- _WHAT THE EXERCISE ASKS_
Please copy the listing below word for word, keeping every line the same.

-- BEGIN PROVIDED MATERIAL --

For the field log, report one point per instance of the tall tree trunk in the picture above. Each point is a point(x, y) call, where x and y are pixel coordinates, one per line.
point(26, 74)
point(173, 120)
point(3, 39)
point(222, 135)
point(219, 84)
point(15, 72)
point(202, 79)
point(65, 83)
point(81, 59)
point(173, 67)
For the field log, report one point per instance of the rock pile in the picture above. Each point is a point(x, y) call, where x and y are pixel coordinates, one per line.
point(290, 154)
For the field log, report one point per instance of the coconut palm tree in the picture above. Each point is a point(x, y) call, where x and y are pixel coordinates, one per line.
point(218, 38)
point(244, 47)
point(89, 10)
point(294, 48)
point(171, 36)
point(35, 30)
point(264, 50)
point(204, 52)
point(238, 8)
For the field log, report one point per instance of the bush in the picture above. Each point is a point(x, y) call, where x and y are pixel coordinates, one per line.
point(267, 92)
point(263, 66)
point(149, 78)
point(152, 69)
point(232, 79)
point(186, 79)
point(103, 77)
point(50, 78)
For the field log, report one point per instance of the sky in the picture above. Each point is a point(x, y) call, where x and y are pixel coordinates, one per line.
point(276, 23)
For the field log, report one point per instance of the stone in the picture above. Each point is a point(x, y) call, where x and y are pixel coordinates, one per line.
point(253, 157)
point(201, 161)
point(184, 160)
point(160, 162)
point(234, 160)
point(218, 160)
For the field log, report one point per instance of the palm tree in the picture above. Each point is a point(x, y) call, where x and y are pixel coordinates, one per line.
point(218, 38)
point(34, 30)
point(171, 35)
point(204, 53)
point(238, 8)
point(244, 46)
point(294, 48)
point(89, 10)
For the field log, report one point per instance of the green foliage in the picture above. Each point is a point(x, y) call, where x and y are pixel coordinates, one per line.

-- END PROVIDED MATERIAL --

- _OUTPUT OF THE EXERCISE_
For the field log, report one point per instance of the tall tree trunk in the picture above. Each point is a point(x, y) call, where x and y are pixel coordinates, one per line.
point(26, 74)
point(173, 120)
point(3, 39)
point(222, 135)
point(219, 84)
point(15, 72)
point(202, 79)
point(65, 83)
point(81, 59)
point(173, 67)
For the field log, report one point per instance of the rock pile in the picture above. Each point is a point(x, y) call, where x and y are pixel coordinates, one per line.
point(290, 154)
For the field log, report one point per instance of the coconut palm tree in the picture above. Each point is a point(x, y) call, where x and y are pixel coordinates, one per line.
point(218, 38)
point(244, 47)
point(89, 10)
point(294, 48)
point(171, 36)
point(35, 30)
point(264, 50)
point(204, 52)
point(238, 8)
For the field log, report one point per instance of the bush in the picture above. Each point is a point(x, y) call, where x and y are pixel coordinates, one per line.
point(267, 92)
point(263, 66)
point(149, 78)
point(152, 69)
point(232, 79)
point(186, 79)
point(103, 77)
point(50, 78)
For the field log, report one point per instance of the sky in the picture above. Each point is a point(x, y) call, where x and y are pixel coordinates, one per line.
point(276, 23)
For the field log, report one point per instance of the stone in the picture above. Each point is a point(x, y) call, where x and y are pixel coordinates, one per line.
point(253, 157)
point(201, 161)
point(184, 160)
point(160, 162)
point(234, 160)
point(218, 160)
For the field log, report one point per instance of the palm tree in the picture above. Each point is a point(x, y) call, where x and y are pixel coordinates, one per line.
point(218, 38)
point(34, 30)
point(171, 35)
point(204, 53)
point(238, 8)
point(244, 46)
point(294, 48)
point(89, 10)
For the field log, report one point per instance of the green foliage in the picture above. Each point is a point(x, y) call, where x and y are pixel coordinates, one per line.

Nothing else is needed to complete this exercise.